TEXT FOR ANALYSIS:
○ ○ ○ ○ ○ ○ ○

Heartworm (Dirofilaria immitis)

The prevalance of Heartworm in Australia has been shown to be higher than was first believed,and cases have been diagnosed in areas of Australia that were initially considered to be of low risk. The National Heartworm Surveilance program haenabled Veterinarians to map cases, and this has revealed cases in Murray Bridge, and several in suburbs of Adelaide. As a result, we now recommend that all pet owners consider heartworm prevention in their pets—especially in areas densly populated by mosquitoes. 

Heartworm  is a parasite that is spread by mosquitoes, so your pet does not even need to be in contact with other pets to become infected!

Heartworm has a complicated life cycle. Infected dogs have microfilaria—an immature form of heartworm—circulating in their bloodstream.  Microfilariae are sucked up by mosquitoes feeding on the blood of infected dogs. The immature parasite develops into a heartworm larva inside the mosquito, then a single bite from a carrier mosquito can infect your pet (dog or cat). As the worms mature in the heart they can cause a physical blockage as well as thickening of the heart and associated blood vessels.  In the earlystages of infection there may be no visible signs, however, infection may eventually lead to signs of heart failure (reluctance to exercise, lethargy, coughing) and even death. Heartworm is present throughout most of Australia (except Tasmania and arid areas).

Thankfully, heartworm is very easy to prevent and should form part of your pet's health care routine. We have very effective preventative treatment options available including tablets, chews, spot-on's and even an annual injection for dogs administered by one of our vets. If your pet has not been on heartworm prevention we strongly recommend a heartworm test prior to starting a prevention program, followed by a repeat test 6 months after commencing.

○ ○ ○ ○ ○ ○ ○

DATA FOR REVIEW:
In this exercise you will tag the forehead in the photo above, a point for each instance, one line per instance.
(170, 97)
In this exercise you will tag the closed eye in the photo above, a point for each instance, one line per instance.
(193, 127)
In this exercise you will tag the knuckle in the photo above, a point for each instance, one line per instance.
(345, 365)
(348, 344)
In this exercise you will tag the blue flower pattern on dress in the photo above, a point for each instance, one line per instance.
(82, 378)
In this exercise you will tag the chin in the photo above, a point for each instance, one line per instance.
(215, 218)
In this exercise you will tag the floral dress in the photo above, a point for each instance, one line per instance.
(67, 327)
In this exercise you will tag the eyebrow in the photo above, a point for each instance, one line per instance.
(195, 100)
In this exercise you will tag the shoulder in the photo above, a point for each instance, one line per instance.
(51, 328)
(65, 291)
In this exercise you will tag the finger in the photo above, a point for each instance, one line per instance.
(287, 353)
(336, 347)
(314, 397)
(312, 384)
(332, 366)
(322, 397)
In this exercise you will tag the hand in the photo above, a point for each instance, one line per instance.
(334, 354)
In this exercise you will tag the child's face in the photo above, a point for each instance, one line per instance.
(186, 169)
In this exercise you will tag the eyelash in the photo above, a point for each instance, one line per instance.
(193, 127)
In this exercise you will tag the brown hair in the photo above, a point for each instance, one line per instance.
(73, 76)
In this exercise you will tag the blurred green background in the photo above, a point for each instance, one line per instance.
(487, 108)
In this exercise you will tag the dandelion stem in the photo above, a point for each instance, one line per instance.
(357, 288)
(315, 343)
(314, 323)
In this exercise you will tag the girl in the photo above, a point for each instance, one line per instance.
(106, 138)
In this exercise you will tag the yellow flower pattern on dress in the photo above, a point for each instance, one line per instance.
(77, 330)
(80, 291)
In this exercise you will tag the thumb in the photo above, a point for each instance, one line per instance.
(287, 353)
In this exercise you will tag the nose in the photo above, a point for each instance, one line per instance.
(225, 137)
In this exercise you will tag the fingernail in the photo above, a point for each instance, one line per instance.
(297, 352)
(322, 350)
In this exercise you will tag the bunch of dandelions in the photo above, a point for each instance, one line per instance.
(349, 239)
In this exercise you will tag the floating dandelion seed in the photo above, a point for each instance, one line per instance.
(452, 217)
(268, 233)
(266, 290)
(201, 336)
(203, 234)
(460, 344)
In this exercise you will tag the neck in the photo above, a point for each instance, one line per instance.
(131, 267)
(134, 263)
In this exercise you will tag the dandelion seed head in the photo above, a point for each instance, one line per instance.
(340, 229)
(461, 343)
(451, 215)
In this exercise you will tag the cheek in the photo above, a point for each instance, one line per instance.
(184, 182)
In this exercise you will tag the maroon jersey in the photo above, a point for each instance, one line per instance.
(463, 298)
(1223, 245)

○ ○ ○ ○ ○ ○ ○

REQUIREMENT: Translate this sentence from the heartworm text into Spanish: "Thankfully, heartworm is very easy to prevent and should form part of your pet's health care routine."

PROBLEM SOLUTION: Afortunadamente, el gusano del corazón es muy fácil de prevenir y debería formar parte de la rutina de cuidado de la salud de su mascota.